[Dataset rows]
※ ※ ※
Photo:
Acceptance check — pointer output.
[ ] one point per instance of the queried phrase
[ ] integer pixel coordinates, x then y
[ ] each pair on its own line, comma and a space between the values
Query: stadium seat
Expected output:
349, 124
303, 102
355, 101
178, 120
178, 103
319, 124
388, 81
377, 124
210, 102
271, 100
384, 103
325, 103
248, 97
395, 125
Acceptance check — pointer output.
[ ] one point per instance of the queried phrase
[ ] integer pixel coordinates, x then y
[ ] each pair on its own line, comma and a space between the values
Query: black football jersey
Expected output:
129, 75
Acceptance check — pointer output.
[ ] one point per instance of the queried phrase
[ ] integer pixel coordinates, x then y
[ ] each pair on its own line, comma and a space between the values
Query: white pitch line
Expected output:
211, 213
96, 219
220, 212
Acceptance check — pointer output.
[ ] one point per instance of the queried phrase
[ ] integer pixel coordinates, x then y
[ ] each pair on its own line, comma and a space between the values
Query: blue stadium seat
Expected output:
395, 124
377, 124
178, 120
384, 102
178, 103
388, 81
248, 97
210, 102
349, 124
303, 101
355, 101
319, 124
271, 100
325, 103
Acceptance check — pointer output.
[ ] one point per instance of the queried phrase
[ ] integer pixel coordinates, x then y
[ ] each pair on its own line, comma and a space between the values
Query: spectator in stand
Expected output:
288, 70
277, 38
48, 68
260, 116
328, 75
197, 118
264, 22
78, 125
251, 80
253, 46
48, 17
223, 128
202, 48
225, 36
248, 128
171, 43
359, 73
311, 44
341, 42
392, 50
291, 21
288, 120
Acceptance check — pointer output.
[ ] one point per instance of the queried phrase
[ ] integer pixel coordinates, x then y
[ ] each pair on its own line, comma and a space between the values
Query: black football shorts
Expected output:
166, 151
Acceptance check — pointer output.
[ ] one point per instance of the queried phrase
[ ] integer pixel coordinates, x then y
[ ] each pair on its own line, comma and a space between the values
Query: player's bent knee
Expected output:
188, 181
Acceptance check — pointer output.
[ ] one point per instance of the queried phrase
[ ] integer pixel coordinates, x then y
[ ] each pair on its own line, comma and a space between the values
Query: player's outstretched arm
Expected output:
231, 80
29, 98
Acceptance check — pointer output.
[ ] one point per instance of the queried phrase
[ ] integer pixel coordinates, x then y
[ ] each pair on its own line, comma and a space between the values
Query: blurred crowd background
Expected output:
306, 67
※ ※ ※
# Objective
Write the data from above out again, exactly.

# Exercise result
Photo:
Acceptance check — pointer output.
[ ] one point per instance of the queried phrase
[ ] integer pixel coordinates, x then y
[ ] each pair on its own line, comma and a space between the values
Query: stadium seat
Expected output:
349, 124
303, 102
355, 101
178, 120
178, 103
319, 124
388, 81
377, 124
210, 102
271, 100
384, 103
325, 103
248, 97
395, 125
Acceptance check — pointer output.
[ ] one point per instance of the queried phrase
[ ] integer pixel coordinates, x then y
[ ] each pair on its own line, comma and a space between the values
Query: black football jersey
Expected output:
129, 75
Acceptance check — pointer output.
[ ] one point per instance of the queried phrase
[ ] integer pixel coordinates, x then y
[ ] each pair on its own line, comma and a space between the values
Query: white pitch line
Expected output:
211, 213
96, 219
220, 212
Acceptance check — pointer output.
[ ] one point per instance of the queried phrase
[ ] integer pixel coordinates, x then y
[ ] each pair on its own line, comma and a space between the values
Query: blue stadium seat
Expected output:
395, 124
377, 124
178, 120
384, 102
178, 103
388, 81
248, 97
210, 102
349, 124
303, 101
355, 101
319, 124
271, 100
325, 103
Acceptance check — pointer output.
[ ] one point per instance of the queried phrase
[ ] integer pixel coordinates, x then y
[ ] each pair on its own line, comma and a space between the values
Query: spectator in stand
Expected output:
288, 70
277, 38
48, 68
260, 116
328, 75
197, 118
264, 22
78, 125
251, 80
253, 46
48, 17
223, 128
202, 48
225, 36
248, 128
171, 43
359, 73
311, 44
341, 42
392, 50
291, 21
288, 120
Acceptance check — pointer output.
[ ] one point per instance of the queried phrase
[ ] integer pixel coordinates, x then y
[ ] each pair on its own line, comma and a space between the values
Query: black football shorts
Expected output:
166, 151
Acceptance check — pointer output.
[ ] one point per instance of the queried phrase
[ ] integer pixel coordinates, x then y
[ ] each pair on its own line, comma and a space between the values
Query: player's bent knee
Expected output:
188, 181
Acceptance check — pointer output.
[ ] one point per instance of the queried phrase
[ ] integer pixel coordinates, x then y
[ ] each pair on its own line, comma and a space between the values
Query: player's outstretched arm
Expected output:
231, 80
29, 98
Acceptance check — pointer output.
[ ] one point per instance of the queried phrase
[ ] integer pixel coordinates, x then y
[ ] each pair on its own line, comma and a space between the values
Query: blurred crowd background
Expected output:
306, 67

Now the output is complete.